* Passage
----------------------------------------

Doctoral Program

The objective of the Doctor of Philosophy degree in History is primarily, though not exclusively, the training of academic scholars for college, university, and government service. Through a mixture of seminars, independent studies, field examinations, language requirements, and a doctoral dissertation closely supervised by an advisor and faculty advisory committee, students develop the highest level of skills and command of information required for research scholarship and advanced teaching. Students are encouraged to present papers at scholarly conferences, apply for fellowships and grants, submit articles for publication, and engage actively in teaching.

To help develop teaching skills, Ph.D. students normally work as supervised teaching assistants and later on as instructors of their own courses.  Each fall, a TA training workshop is held prior to the beginning of the term, which is mandatory for all new teaching assistants. In addition, workshops are held throughout each semester; these provide a forum for exchanging ideas about classroom techniques and issues.

Degrees are offered in Early American, Modern US, US & the World, Latin America, Asia, Africa, and medieval, early modern, and modern Europe.  Upon admission to the program, the student is assigned a major advisor, who typically advises the student from the beginning of coursework through completion of the dissertation.

Course Work

Students entering the Ph.D. program with a BA must fulfill 36 credits of coursework followed by 15 credits of research, usually GRAD 6950 (Dissertation Research) but alternatively GRAD 6960. To earn a master’s degree “along the way” students in the Ph.D. program need to have completed 30 credits of coursework, pass the masters exam, and have an approved PhD Plan of Study.  Students usually take the master’s exam in the spring semester in the second year, but will still need to complete 30 credits of coursework before the master’s degree can be awarded. Students should be in touch with the History Department’s Graduate Program Assistant to make sure they are submitting appropriate paperwork to have this degree conferred.

Students entering the Ph.D. program with a non-UConn MA must fulfill 24 credits of course work followed by 15 credits of GRAD 6950 or GRAD 6960. Students entering with a UConn MA must fulfill 15 credits of course work, followed by 15 credits of GRAD 6950 or GRAD 6960. See listing of recently taught Graduate courses for reference.

All students are required to take HIST 5101 and 5102, usually in the spring and fall semesters of their first year, and to be eligible to teach their own courses, HIST 5103, usually in their last semester of coursework.

First-year doctoral students must maintain a minimum GPA of 3.3 and receive at least a grade of B on the 5102 research paper.

Graduate courses offered by other UConn departments may be counted among the credits that students accumulate toward the Ph.D. degree (for a maximum of 6 credits). Most doctoral course work is taken at the 5000 level, although a maximum of six credits may be taken for credit at the 3000 level. Students may wish to audit lecture courses at the 2000 or 1000 level. Independent reading courses (HIST 5199) are designed to fill gaps in field preparation and are not substitutes for formal courses. Students arrange an independent study in consultation with the instructor and their major advisor. Graduate students may count up to 6 credits of graduate-level UConn History courses taken as a non-degree student towards the Ph.D.

----------------------------------------

* Brief 1
According to the doctoral program description, what minimum GPA must first-year doctoral students maintain?
* Brief 2
Continue the doctoral program description from its final sentence.
The listing after this point is separate material and is unrelated to the doctoral program description.

* Source excerpt
----------------------------------------

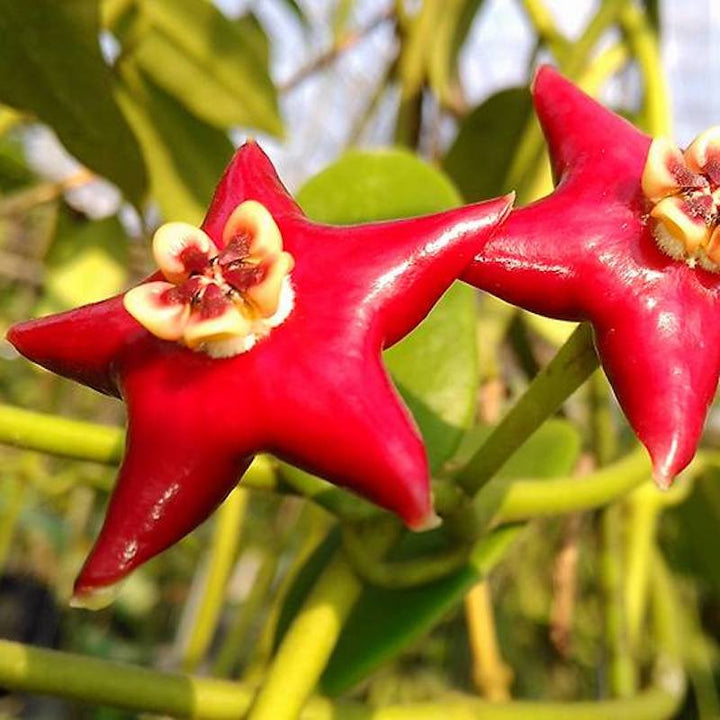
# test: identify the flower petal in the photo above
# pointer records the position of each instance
(151, 304)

----------------------------------------

* Written reply 1
3.3

* Written reply 2
Many students opt to complete an interdisciplinary graduate certificate.

Language Requirements

Reading proficiency in languages other than English equips doctoral students for their scholarly lives in multiple ways. For students preparing to conduct research in non-U.S. fields or in U.S. or British fields where second-language competency is relevant, strong language skills are essential for research in original sources. In all fields, including those where English may be the primary research language, reading proficiency in at least one additional language equips doctoral students with the skills to address a broader range of secondary literature relevant to their main fields of study, to respond to international calls for papers or conference announcements, and, more generally, to participate in the increasingly global communities of historical scholarship.

Medieval: 2 languages in addition to English

Modern Continental Europe: 2 languages in addition to English

All other fields [Modern Britain, US, Latin America, Asia, etc.]: 1 language in addition to English, with additional competency if required by the student’s research area and faculty advisor

At the start of the first semester, students and their advisors should determine a schedule and plan for satisfying this requirement. All language requirements must be met before the student’s general examination.

Students may satisfy the language requirement by (1) departmental examination or providing documentation showing (2) the student is a native speaker of a language other than English, (3) the student fulfilled a language requirement for a graduate degree at another university, or (4) the student completed a BA or MA degree majoring in a non-English language field. (5) In rare and unusual circumstances, students who believe that they are able to demonstrate reading proficiency through some other method should petition the Graduate Affairs Committee, providing supporting documentation to the Graduate Director. The faculty examiner for the departmental examination (option #1) may not be a member of the student’s advisory committee.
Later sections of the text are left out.